Records:
========================================

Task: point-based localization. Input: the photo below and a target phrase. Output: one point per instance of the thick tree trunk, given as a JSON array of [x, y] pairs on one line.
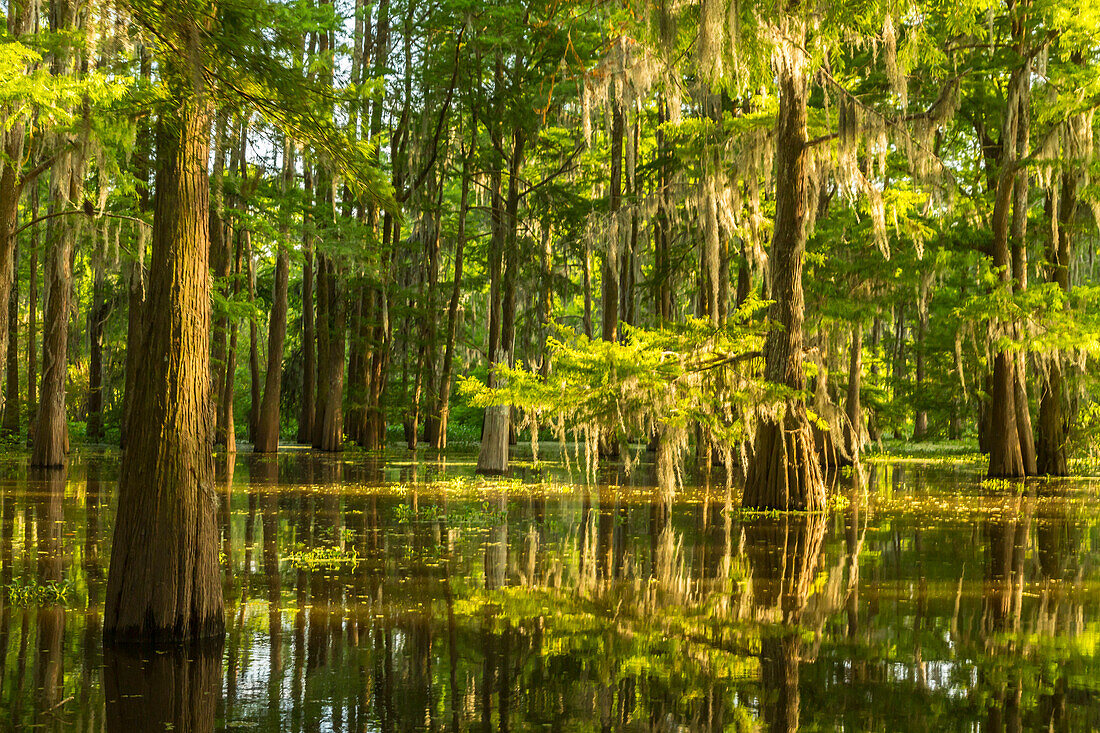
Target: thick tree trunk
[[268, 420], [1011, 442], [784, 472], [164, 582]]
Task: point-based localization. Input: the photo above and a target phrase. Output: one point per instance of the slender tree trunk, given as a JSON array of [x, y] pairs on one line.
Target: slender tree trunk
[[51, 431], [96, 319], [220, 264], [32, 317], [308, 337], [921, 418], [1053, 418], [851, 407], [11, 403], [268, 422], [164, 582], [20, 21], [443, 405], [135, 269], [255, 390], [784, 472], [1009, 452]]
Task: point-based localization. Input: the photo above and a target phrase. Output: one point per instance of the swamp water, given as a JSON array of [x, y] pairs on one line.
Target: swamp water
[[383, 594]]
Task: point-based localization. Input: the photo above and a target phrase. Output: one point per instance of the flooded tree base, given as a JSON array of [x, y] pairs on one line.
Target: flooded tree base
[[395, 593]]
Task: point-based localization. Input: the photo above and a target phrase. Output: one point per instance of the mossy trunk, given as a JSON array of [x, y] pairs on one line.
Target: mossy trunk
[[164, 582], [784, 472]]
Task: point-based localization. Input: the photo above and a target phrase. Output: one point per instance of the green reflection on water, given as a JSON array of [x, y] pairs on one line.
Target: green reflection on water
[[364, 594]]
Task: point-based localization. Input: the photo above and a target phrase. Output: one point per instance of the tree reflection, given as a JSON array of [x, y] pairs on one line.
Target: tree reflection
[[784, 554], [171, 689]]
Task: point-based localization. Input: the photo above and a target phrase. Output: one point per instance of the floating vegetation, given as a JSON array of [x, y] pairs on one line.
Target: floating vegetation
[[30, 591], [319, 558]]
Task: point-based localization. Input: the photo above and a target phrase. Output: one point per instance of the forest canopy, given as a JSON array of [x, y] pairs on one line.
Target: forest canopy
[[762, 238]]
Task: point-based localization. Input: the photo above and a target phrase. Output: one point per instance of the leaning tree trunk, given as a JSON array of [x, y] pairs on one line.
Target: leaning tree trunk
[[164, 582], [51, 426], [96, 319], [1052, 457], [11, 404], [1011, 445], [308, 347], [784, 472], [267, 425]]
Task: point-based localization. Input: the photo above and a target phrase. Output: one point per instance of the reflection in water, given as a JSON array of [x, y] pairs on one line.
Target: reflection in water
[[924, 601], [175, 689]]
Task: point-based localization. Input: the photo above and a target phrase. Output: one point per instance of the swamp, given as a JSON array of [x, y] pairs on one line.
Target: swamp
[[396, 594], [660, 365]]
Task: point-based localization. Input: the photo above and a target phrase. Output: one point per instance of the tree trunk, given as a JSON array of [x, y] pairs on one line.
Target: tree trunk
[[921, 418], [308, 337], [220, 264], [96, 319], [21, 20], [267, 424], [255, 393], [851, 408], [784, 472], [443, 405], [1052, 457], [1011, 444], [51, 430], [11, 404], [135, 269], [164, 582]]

========================================

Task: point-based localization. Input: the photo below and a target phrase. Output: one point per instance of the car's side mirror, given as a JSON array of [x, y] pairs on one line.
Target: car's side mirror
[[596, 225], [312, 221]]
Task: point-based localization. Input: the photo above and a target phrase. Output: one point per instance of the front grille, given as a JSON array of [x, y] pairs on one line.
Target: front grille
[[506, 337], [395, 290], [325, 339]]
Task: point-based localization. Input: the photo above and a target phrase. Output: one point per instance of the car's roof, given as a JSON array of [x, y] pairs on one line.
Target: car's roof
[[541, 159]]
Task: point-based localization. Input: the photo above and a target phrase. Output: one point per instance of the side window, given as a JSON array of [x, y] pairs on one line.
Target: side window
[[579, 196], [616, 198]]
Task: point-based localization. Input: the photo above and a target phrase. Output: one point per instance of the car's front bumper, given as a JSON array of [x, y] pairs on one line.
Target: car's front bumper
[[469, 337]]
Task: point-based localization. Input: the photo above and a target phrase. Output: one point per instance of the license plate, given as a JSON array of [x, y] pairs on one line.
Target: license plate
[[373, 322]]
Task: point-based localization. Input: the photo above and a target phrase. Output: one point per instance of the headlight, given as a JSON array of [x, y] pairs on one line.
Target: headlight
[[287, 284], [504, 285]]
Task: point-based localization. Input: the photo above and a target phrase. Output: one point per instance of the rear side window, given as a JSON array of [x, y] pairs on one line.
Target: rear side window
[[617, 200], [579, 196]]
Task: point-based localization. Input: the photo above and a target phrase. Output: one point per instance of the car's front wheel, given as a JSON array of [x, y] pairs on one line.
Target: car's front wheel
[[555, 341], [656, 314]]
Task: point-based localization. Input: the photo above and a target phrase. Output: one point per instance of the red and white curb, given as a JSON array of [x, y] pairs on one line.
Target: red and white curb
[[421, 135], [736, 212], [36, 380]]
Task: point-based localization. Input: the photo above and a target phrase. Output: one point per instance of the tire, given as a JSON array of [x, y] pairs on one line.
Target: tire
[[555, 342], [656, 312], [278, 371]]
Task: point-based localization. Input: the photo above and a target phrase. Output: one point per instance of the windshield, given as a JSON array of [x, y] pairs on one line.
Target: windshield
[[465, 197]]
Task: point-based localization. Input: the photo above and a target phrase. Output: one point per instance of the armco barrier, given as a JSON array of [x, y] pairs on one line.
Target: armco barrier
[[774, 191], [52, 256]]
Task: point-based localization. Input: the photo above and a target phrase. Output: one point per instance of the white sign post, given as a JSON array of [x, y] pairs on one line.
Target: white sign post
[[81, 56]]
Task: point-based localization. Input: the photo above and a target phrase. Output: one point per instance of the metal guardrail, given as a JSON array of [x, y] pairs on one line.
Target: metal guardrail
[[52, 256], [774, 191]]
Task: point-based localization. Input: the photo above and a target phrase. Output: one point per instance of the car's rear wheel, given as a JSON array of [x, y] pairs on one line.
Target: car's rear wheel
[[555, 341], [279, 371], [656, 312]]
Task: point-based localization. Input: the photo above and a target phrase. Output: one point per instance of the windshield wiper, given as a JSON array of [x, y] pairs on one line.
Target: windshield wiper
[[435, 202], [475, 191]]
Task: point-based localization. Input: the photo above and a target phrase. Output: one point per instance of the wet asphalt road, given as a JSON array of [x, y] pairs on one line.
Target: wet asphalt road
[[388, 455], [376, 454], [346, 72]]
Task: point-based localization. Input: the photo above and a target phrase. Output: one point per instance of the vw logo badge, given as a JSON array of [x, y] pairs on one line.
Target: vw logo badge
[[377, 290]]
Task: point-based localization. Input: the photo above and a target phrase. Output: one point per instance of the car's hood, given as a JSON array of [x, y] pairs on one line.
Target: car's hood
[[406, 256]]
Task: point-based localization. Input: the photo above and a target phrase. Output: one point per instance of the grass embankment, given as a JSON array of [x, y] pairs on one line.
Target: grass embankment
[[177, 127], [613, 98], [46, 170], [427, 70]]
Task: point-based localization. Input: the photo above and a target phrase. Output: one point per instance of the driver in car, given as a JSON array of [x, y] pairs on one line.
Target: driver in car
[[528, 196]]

========================================

* [Stated goal]
Copy the lines from the line with "of the thick" to the line with "[[268, 420], [1011, 442], [784, 472], [164, 582]]", including both of those lines, and leave the picture out of your answer.

* [Reply]
Task: point-based localization. Input: the photo below and a target phrase. Output: one point per instance of the thick tree trunk, given as a JSON array of [x, y] pairs on one line.
Target: thick tree trunk
[[268, 420], [1011, 442], [784, 472], [164, 582]]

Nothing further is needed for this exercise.